DOCUMENT PASSAGE:
- - -

Custodial Torture and Hooch Deaths Reveal India's Persistent Accountability Failures

Two stories. Two deaths. One pattern. On 29 May 2026, The Indian Express reported that a woman police officer in Odisha had been suspended for custodial torture — and that she had faced disciplinary action previously for similar conduct. On the same day, the same outlet reported that at least 14 people had died from consuming illicit liquor in Pune, prompting a CID investigation. The timeline is coincidental; the structural parallels are not. Both incidents expose a recurring failure of accountability mechanisms within India's law enforcement and regulatory apparatus.
What these cases share is a fundamental disconnect between institutional design and institutional purpose. Custodial torture is not a new problem in India; the NHRC logs thousands of complaints annually. Hooch deaths are similarly recurrent — methanol-tainted alcohol kills dozens each year, prompting enforcement sweeps followed by relaxation, followed by another cluster of deaths. The pattern suggests that accountability in India often functions to close a case rather than close a vulnerability.
The Custodial Violence Precedent
The Odisha case is notable because the public record shows the officer had prior disciplinary action. That detail shifts the frame: this is not an isolated failure but a recurrence. Internal accountability mechanisms failed to modify behaviour. The system processed a complaint, applied a sanction, and the officer remained in a position to repeat the conduct. Suspension, when it comes, is often a response to public exposure — not a prophylactic intervention.

- - -

ACTION ITEM:
Please continue the essay on custodial torture and hooch deaths in India from its last sentence.

DATA SECTION:
- - -

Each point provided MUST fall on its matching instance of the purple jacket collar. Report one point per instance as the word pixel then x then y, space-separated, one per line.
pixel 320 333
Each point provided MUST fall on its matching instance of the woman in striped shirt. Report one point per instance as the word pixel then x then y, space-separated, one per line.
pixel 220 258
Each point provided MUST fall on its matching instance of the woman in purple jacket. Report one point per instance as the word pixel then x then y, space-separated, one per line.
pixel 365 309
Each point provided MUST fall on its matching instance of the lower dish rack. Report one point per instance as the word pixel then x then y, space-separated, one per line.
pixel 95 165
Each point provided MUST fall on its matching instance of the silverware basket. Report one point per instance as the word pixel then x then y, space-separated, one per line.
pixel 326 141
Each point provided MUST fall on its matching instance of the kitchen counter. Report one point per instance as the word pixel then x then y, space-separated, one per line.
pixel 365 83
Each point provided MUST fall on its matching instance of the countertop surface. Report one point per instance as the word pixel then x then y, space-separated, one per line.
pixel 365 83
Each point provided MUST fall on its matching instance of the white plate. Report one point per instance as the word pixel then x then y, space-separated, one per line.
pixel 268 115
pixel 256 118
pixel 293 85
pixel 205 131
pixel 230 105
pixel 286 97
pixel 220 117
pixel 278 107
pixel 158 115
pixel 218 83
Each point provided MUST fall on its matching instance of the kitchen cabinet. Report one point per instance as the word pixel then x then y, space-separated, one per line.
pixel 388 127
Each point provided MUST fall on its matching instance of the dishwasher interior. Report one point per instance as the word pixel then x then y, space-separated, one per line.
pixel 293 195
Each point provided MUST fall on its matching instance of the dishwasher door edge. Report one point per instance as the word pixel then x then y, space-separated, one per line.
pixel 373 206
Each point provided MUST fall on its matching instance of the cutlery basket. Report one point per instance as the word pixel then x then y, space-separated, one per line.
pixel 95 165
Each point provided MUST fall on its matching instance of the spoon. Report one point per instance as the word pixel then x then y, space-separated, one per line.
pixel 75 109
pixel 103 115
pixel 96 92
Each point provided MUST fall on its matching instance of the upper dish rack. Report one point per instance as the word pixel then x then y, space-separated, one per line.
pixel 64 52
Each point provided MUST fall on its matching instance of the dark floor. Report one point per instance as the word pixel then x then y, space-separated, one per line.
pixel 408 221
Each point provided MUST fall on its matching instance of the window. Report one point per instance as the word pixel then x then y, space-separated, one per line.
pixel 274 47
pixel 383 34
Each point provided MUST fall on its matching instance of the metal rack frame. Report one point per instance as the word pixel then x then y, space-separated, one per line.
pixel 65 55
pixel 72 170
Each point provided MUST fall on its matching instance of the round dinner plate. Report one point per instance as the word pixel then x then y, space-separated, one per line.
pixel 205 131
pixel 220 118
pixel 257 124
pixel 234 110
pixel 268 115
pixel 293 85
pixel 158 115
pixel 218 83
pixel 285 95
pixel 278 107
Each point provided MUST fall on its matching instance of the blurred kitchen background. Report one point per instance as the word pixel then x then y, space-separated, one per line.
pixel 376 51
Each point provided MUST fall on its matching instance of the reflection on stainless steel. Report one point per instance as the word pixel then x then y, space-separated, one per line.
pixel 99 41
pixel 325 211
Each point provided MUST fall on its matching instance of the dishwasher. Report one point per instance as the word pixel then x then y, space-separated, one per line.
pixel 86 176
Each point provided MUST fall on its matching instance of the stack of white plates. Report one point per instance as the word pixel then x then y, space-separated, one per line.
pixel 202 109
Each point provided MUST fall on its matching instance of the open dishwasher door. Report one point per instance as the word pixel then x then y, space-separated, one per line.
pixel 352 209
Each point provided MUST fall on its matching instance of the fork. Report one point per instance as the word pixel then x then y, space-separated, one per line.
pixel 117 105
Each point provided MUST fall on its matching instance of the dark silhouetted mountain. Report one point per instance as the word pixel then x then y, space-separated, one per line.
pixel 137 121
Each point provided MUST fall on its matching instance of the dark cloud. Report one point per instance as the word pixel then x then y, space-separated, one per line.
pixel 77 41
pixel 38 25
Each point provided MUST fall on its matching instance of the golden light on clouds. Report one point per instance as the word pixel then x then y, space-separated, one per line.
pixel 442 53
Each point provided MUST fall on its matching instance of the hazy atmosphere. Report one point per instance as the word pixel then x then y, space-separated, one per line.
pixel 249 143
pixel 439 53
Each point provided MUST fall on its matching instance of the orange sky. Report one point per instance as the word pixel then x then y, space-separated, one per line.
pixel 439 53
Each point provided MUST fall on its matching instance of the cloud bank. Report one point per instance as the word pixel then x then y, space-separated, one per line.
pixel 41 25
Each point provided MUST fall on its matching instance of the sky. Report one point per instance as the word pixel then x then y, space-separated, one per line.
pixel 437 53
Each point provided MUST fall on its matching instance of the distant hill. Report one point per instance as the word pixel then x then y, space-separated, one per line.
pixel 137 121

- - -

ANSWER:
Custodial torture in India operates in a structural environment where complaint mechanisms are frequently internal, investigation is often conducted by the same institution as the accused, and conviction rates for perpetrators remain low. The National Human Rights Commission has repeatedly flagged systemic concerns. International human rights bodies have noted the pattern. The legal framework exists on paper. What changes between the paper and the practice is accountability architecture — specifically, the independence and effectiveness of oversight.
Hooch Deaths and Regulatory Capture
The Pune deaths represent a different accountability failure, this time in the regulatory domain. Illicit alcohol production is not a mystery in India; it operates openly in many states, particularly where poverty limits access to taxed liquor. The demand is structural — driven by affordability and geographic access — and the supply adapts accordingly. Deaths from methanol-tainted liquor occur with sufficient regularity that they have become a known cost of a parallel economy.
The CID probe ordered in Pune follows a familiar script: an incident occurs, public attention sharpens, an investigation is announced. The probe will presumably identify the immediate distributor and potentially up the chain. What it is less likely to address is the structural question — why does this economy persist? Regulatory enforcement in this domain tends to be episodic: a cluster of deaths prompts a crackdown, the crackdown creates scarcity, scarcity drives prices up, and the market reconstitutes itself in a different form. The deaths are not a supply-side accident; they are a predictable outcome of a regulatory framework that has accepted an illegal parallel market as inevitable rather than addressable.
Systemic Design Flaws
These cases are not equivalent in cause or severity, but they share a structural feature: accountability mechanisms in India function reactively rather than preventively. Custodial torture persists because oversight structures are insufficiently independent to intercept patterns of abuse before they result in harm. Hooch deaths persist because regulatory enforcement is episodic rather than sustained — the focus is on managing the market after tragedies rather than eliminating the conditions that produce toxic product.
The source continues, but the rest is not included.